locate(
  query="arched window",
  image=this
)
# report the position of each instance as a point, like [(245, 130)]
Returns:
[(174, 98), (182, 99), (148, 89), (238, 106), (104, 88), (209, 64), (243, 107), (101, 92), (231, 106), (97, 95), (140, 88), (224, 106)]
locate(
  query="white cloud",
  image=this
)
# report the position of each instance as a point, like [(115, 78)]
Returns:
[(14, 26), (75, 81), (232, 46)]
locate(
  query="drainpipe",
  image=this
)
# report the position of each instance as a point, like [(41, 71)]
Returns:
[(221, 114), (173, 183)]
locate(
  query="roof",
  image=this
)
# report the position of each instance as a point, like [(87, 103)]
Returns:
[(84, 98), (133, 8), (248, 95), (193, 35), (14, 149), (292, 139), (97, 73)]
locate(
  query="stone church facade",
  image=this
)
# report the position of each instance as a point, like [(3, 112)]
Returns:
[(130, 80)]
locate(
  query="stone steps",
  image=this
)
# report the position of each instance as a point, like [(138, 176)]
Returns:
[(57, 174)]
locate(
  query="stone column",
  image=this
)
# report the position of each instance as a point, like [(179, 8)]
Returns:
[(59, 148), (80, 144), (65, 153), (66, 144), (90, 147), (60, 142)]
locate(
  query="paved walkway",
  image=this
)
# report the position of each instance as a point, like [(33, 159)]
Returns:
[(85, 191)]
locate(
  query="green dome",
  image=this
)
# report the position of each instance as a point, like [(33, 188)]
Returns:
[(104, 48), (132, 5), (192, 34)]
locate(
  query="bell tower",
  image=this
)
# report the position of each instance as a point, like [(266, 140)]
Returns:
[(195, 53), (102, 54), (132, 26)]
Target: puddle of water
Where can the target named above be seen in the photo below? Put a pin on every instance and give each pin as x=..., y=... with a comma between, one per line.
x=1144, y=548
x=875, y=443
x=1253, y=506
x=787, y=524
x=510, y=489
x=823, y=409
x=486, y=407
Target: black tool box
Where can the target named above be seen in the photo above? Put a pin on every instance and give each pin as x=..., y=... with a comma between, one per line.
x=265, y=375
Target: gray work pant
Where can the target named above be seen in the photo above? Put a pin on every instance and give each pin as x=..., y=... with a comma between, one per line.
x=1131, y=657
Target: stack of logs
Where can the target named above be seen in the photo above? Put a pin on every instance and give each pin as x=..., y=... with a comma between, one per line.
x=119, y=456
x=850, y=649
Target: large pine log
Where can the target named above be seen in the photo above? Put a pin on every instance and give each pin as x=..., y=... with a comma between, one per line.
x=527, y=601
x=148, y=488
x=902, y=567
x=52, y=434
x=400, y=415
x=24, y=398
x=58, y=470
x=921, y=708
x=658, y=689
---
_Task details_
Write each line of the data down again exactly as it reads.

_Written reply_
locate(
  query="arched window",
  image=this
)
# report the position of each instance as a point, like [(245, 130)]
Returns:
[(174, 98), (182, 99), (148, 89), (238, 106), (104, 88), (209, 64), (243, 107), (101, 92), (231, 106), (97, 95), (140, 88), (224, 106)]
locate(
  query="white cloud",
  image=this
)
# report the position of each instance as a point, like [(115, 78)]
Returns:
[(14, 26), (75, 81), (232, 46)]
locate(
  query="drainpipe",
  image=this
)
# report the position of each instance as a point, like [(41, 71)]
Returns:
[(221, 114), (173, 183)]
locate(
  query="roof",
  image=this
)
# report the position of each instance as a point, like [(87, 103)]
Returns:
[(84, 98), (133, 8), (248, 95), (193, 35), (14, 149), (292, 139), (97, 73)]
locate(
  query="stone church facade",
  image=this
)
# report the position of each instance as a point, like [(3, 112)]
Returns:
[(130, 80)]
locate(
  query="stone steps",
  image=this
)
# report the position of each instance as a point, like [(138, 176)]
Returns:
[(57, 174)]
locate(
  query="stone column",
  image=this
)
# report the position of each instance as a point, like [(179, 8)]
Returns:
[(59, 148), (80, 144), (65, 153), (66, 144), (90, 147), (60, 142)]
locate(
  query="paved walkway",
  image=this
)
# report the position of each instance as a point, like [(33, 159)]
Returns:
[(85, 191)]
locate(
  query="green dome",
  image=this
)
# report the position of each instance as a point, like [(33, 188)]
Returns:
[(104, 48), (132, 5), (192, 34)]
locate(
  query="bell tower",
  image=this
)
# report the position of each instance as a point, like [(266, 140)]
Returns:
[(195, 53), (102, 54), (132, 26)]
Target: puddle of water
Where can the target named above be seen in the photo below? Put a pin on every instance and give each pin as x=..., y=... with a comma between, one per line.
x=1144, y=548
x=875, y=443
x=1253, y=506
x=787, y=524
x=510, y=489
x=823, y=409
x=486, y=407
Target: black tool box
Where can the target named above be seen in the photo above? Put a pin on every instance and give each pin as x=..., y=... with a comma between, one per line.
x=265, y=375
Target: gray work pant
Where can the target named above be seen in the photo above? Put a pin on every instance and give each pin as x=..., y=... with a comma between, one per line.
x=1131, y=657
Target: stack of logs
Where can the target named above be seen in the photo above? Put a pin on every instance and give each pin as x=..., y=... with a comma between, one per line.
x=119, y=456
x=850, y=649
Target: large pine log
Where can the target named above be seen in the photo above? Put a pin on every instance and give each pin as x=..., y=... with a comma between, one per line.
x=527, y=601
x=148, y=488
x=902, y=567
x=52, y=434
x=400, y=415
x=24, y=398
x=58, y=470
x=921, y=708
x=658, y=689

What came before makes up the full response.